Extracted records
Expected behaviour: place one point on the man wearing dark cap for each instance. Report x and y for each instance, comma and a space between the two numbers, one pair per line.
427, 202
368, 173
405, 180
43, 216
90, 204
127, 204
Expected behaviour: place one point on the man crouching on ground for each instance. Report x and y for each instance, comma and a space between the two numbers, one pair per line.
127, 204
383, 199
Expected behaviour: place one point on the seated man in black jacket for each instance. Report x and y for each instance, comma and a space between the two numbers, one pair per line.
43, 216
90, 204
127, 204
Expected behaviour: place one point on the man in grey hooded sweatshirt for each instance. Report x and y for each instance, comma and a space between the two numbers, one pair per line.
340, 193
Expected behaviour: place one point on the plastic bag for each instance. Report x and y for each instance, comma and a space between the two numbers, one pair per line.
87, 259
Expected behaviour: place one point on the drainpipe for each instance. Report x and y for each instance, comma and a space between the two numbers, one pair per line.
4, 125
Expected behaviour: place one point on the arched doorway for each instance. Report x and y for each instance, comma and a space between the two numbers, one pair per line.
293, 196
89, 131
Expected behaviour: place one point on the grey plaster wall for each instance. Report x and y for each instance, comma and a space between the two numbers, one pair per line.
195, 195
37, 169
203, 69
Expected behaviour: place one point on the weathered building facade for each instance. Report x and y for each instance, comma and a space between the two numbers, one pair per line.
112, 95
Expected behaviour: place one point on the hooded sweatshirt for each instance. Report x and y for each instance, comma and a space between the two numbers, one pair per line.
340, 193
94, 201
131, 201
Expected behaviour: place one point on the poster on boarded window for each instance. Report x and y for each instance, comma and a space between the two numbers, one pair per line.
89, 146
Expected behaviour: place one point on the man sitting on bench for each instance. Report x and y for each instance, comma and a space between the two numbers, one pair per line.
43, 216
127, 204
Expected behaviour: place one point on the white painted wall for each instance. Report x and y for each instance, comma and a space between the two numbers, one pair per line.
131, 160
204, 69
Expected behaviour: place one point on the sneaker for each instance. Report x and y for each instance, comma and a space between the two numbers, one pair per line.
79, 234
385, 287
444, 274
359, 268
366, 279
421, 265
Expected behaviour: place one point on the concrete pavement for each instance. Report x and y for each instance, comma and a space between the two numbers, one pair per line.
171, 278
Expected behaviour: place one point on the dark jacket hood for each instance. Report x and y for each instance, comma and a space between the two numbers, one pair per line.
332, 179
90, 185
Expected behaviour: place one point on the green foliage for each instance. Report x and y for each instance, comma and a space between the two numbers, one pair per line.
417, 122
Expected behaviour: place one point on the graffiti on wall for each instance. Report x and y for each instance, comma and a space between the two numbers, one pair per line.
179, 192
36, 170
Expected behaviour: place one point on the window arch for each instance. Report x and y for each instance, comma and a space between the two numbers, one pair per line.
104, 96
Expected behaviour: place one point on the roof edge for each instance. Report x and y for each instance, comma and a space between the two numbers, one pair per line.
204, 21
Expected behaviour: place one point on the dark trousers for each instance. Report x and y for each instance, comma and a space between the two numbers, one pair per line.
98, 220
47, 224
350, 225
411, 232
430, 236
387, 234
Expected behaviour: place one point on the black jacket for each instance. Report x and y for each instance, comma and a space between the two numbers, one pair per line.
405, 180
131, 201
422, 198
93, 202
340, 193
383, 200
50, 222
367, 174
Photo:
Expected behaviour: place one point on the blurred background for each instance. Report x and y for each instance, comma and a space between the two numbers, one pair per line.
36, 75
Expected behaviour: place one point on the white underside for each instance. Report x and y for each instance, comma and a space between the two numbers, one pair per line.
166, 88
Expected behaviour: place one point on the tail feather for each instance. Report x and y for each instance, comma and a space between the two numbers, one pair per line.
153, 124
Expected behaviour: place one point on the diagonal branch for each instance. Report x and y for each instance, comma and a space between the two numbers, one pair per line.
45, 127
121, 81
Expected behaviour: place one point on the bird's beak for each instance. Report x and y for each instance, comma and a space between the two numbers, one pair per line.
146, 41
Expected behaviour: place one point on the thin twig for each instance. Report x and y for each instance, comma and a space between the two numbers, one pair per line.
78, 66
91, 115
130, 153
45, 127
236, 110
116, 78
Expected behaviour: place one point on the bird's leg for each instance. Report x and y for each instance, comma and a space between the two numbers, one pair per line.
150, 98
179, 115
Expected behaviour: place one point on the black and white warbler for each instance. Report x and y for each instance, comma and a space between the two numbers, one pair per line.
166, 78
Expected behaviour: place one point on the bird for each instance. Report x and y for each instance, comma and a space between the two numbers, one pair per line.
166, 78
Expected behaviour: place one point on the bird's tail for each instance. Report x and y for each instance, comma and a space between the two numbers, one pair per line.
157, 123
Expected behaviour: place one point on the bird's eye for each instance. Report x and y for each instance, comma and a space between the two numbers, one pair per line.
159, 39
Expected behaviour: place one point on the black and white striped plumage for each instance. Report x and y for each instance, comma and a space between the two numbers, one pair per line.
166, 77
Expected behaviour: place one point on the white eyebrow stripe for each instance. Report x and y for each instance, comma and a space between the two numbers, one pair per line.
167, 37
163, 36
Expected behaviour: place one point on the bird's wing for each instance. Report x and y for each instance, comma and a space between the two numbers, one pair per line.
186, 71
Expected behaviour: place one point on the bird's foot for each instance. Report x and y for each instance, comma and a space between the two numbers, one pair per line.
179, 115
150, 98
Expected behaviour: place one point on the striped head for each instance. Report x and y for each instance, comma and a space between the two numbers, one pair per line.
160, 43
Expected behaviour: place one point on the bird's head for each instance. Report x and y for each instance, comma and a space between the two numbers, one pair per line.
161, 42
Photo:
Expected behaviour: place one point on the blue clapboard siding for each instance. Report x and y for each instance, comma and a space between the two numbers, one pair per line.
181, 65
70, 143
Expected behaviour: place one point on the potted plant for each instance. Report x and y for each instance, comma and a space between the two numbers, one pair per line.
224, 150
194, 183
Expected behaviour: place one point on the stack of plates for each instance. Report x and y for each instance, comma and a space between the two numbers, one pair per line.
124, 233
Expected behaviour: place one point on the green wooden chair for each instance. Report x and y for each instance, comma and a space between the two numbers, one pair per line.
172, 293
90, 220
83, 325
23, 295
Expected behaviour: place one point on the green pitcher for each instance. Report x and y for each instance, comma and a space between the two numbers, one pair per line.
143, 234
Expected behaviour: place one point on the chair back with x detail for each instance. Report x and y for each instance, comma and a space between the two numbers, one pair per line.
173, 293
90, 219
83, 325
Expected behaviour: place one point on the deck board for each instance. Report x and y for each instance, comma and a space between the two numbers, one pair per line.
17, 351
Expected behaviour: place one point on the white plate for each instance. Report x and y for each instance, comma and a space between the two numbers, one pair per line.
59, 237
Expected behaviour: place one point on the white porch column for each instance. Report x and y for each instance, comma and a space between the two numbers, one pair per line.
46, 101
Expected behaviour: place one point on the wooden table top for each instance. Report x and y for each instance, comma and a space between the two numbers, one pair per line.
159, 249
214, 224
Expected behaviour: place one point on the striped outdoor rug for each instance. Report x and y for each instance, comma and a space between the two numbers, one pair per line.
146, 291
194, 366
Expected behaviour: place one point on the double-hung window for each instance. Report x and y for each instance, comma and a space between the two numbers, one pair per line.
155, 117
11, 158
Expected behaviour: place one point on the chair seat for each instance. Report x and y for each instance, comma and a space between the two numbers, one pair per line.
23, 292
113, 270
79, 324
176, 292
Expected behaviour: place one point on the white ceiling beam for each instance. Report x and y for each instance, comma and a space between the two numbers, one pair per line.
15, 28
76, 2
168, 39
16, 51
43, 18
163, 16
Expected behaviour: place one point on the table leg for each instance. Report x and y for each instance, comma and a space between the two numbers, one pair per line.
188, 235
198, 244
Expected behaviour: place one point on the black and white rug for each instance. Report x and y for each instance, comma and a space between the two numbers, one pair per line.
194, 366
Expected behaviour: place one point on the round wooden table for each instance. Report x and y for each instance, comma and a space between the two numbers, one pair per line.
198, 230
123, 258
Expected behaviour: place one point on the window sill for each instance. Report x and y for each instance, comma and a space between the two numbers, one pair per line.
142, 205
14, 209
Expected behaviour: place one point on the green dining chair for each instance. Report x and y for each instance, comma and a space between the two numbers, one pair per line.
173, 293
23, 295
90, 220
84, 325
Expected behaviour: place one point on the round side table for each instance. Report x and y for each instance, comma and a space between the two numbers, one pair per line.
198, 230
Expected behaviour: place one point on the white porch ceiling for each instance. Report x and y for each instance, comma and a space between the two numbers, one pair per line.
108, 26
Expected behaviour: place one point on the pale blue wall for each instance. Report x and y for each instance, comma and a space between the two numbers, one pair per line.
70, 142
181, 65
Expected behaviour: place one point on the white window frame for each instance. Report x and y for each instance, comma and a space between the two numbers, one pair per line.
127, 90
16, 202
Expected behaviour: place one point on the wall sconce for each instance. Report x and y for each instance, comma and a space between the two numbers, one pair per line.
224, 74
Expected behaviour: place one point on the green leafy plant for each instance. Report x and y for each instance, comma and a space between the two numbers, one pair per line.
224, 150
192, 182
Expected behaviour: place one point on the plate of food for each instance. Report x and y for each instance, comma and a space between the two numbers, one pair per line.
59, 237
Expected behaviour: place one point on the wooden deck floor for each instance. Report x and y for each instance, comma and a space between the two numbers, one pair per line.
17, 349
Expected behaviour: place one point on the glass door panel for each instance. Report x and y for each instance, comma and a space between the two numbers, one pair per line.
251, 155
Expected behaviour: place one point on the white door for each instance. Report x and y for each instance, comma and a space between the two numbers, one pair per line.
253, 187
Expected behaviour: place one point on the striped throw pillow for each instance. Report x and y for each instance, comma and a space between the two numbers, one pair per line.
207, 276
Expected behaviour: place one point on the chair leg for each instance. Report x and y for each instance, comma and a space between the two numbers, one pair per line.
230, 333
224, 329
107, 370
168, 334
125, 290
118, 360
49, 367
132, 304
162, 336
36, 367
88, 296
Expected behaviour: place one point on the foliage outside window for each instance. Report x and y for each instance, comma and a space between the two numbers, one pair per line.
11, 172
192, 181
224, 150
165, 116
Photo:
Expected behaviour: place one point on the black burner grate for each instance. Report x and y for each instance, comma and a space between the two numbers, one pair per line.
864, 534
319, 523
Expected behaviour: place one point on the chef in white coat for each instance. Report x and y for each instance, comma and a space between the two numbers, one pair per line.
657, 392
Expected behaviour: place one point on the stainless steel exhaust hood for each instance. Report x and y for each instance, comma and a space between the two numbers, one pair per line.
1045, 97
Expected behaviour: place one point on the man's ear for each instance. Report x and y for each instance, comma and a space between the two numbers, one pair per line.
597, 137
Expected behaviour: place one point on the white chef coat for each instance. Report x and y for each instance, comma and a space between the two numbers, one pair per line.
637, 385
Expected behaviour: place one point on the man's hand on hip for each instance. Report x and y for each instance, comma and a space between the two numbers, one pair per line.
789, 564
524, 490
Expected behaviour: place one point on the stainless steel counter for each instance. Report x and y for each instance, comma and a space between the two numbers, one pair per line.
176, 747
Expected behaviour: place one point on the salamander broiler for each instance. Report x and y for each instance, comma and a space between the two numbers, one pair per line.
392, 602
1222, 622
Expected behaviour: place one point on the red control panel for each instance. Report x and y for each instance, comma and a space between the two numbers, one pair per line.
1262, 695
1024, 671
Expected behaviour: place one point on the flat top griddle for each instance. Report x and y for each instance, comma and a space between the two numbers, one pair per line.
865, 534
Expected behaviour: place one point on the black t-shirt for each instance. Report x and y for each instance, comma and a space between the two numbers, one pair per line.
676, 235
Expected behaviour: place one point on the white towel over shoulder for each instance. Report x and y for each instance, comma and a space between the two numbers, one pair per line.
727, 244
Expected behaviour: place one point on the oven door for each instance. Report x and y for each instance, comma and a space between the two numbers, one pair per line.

--- Work to be completed ---
Write out again exactly the lines that run from the one holding "Expected behaviour: place one point on the flat" through the last line of the data; omit all other lines.

--- Your response ---
Expected behaviour: place one point on the flat top griddle for each instance. Report x and y for each instance, comma and a space between the two numbers, one pair per line.
865, 534
Expected behaviour: place one point on the black t-shirt for each instance. Report x and y for each instance, comma and a space between the two numbers, one pair per line.
676, 235
Expected behaviour: place one point on the white towel over shoulder for each instance. Report x and y for each instance, comma and a space between the two numbers, one pair per line.
727, 244
Expected behaviour: place one point on the oven door for each instance. Report x and y for each instance, comma and a space between the two numbers, one pair per line.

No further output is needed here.